PAGE EXTRACT ->
Physician Assistants Needed in Suburban and Rural Areas

Physician Assistants Needed in Rural Areas

Physician assistants (PA’s) are needed in small towns, suburbs and cities across America to supplement America’s shrinking work force of physicians as primary care providers. Specifically, job opportunities for PA’s are growing rapidly in rural areas. This is partially due to a large number of family practice and general practitioner physicians who are retiring.

In addition, many younger physicians and residents find the necessary specialty and research experience they need in larger hospitals in big cities. This creates a prime opportunity for newly minted physician assistants to seek out job openings in community clinics and smaller rural hospitals in one of America’s many small towns.

Small town residents considering a career as a physician assistant may want to alert local community organizations. Many local groups have been known to at least partially fund or sponsor the education of aspiring health care providers who express a commitment to returning to their hometown once they’re licensed. The “contract” may be nothing but a verbal promise and a handshake, but if you cherish your rural roots and want to provide health care for your community, they may be grateful enough to help out with financial aid.

[Data items]
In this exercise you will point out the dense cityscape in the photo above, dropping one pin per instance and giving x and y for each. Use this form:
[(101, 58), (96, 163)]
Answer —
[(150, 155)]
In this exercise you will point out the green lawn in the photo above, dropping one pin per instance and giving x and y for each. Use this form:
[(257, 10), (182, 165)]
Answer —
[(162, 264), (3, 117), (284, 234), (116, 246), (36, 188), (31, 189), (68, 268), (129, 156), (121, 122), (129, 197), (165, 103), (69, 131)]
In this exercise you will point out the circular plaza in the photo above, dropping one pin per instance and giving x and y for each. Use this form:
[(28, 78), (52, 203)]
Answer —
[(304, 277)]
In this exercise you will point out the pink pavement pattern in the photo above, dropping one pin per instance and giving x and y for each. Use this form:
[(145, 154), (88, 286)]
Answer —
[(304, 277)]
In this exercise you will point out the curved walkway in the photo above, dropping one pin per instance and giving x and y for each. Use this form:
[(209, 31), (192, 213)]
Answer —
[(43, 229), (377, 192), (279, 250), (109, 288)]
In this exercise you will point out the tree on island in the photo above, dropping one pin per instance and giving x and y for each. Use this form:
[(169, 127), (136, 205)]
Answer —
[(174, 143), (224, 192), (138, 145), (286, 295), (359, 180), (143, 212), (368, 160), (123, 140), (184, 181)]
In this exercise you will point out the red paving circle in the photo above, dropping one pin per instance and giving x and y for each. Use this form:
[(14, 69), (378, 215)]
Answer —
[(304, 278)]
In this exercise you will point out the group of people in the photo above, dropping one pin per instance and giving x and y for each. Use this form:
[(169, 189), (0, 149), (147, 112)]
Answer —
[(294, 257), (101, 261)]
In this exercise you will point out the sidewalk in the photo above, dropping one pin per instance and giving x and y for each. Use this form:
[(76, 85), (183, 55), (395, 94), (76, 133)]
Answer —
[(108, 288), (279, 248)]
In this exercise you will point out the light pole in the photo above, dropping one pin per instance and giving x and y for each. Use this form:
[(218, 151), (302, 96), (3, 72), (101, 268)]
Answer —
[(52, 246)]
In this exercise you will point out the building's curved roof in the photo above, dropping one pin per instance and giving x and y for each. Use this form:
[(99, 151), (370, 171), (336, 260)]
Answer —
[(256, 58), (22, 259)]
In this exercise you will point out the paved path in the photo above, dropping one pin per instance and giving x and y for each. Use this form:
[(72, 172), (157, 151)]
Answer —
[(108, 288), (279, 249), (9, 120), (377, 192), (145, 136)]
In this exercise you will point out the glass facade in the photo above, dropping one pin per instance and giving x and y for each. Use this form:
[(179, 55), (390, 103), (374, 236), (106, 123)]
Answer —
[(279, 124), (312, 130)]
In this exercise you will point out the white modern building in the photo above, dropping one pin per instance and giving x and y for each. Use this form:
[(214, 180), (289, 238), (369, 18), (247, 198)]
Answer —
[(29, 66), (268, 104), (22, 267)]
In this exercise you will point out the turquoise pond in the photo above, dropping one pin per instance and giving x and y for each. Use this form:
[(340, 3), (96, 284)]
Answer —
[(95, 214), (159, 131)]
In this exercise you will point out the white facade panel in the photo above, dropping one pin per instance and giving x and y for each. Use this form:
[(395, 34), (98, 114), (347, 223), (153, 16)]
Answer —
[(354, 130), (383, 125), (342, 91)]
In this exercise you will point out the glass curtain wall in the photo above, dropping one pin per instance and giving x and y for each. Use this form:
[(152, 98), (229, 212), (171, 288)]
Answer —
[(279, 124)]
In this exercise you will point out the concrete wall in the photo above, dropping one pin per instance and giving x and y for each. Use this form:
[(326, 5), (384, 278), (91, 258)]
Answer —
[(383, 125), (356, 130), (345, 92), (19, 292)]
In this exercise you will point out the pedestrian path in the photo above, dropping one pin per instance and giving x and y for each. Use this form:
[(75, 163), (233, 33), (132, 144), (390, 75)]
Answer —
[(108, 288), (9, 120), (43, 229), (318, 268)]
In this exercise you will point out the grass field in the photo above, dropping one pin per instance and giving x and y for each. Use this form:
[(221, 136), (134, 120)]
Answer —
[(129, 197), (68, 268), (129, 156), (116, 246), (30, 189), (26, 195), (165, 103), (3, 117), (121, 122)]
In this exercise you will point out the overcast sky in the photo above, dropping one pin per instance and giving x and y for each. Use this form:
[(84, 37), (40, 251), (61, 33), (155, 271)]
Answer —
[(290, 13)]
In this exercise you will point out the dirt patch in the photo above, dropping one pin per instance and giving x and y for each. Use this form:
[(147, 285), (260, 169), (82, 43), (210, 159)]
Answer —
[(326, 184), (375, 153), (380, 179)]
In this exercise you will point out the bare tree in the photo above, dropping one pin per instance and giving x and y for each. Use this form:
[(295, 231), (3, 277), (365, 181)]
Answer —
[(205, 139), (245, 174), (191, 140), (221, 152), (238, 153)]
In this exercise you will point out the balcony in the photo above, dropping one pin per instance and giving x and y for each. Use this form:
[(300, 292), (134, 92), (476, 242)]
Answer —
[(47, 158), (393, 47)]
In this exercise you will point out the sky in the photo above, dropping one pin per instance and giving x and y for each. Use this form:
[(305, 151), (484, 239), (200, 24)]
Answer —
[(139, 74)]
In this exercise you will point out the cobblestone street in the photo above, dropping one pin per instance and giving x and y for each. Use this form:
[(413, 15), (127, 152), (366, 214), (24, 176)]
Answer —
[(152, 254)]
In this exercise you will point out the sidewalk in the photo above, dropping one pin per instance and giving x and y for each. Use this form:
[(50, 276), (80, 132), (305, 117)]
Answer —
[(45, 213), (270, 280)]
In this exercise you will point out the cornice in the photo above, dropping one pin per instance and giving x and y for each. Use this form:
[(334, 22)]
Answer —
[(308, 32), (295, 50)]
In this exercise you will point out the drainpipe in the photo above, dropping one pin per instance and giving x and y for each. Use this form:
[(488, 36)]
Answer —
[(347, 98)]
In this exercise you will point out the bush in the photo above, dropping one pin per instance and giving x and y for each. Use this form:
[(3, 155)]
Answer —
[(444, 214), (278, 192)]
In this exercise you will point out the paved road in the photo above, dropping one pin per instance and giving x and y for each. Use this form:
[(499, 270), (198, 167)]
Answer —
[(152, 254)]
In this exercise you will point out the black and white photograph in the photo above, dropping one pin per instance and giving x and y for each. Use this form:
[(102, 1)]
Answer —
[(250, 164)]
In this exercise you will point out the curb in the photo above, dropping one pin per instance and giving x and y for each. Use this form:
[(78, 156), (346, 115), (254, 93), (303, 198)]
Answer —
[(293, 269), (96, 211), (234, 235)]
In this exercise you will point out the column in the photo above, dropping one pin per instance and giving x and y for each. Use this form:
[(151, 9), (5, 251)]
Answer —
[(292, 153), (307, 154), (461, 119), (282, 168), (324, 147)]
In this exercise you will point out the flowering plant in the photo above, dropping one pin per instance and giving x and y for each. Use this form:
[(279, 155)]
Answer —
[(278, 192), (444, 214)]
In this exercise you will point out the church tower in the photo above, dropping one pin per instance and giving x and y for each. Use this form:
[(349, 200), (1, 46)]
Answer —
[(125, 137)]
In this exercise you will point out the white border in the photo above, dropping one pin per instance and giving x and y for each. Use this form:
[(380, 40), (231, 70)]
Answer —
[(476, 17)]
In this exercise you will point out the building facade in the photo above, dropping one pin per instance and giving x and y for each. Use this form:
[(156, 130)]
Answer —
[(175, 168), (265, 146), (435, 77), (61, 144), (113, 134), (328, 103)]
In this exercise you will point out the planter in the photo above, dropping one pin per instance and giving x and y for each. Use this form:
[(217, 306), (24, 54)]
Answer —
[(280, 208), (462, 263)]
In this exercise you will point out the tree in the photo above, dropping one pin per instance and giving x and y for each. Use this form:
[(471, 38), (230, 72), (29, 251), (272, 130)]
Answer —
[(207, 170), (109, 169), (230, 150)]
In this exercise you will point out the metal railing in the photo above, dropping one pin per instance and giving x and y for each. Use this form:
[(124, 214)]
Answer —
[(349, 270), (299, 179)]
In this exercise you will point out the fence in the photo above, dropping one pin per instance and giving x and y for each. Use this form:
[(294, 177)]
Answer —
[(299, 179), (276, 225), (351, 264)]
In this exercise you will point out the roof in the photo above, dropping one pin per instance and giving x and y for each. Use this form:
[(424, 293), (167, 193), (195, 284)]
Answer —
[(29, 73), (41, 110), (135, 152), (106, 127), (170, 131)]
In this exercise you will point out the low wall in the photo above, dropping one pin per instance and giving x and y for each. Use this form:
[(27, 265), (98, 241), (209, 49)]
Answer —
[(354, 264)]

TASK DIRECTIONS -> From the article on physician assistants, transcribe the passage that begins at the words "Physician assistants (PA’s)" and stops after "many small towns.". The data items are material separate from the article on physician assistants.

COMPLETED TASK ->
Physician assistants (PA’s) are needed in small towns, suburbs and cities across America to supplement America’s shrinking work force of physicians as primary care providers. Specifically, job opportunities for PA’s are growing rapidly in rural areas. This is partially due to a large number of family practice and general practitioner physicians who are retiring.

In addition, many younger physicians and residents find the necessary specialty and research experience they need in larger hospitals in big cities. This creates a prime opportunity for newly minted physician assistants to seek out job openings in community clinics and smaller rural hospitals in one of America’s many small towns.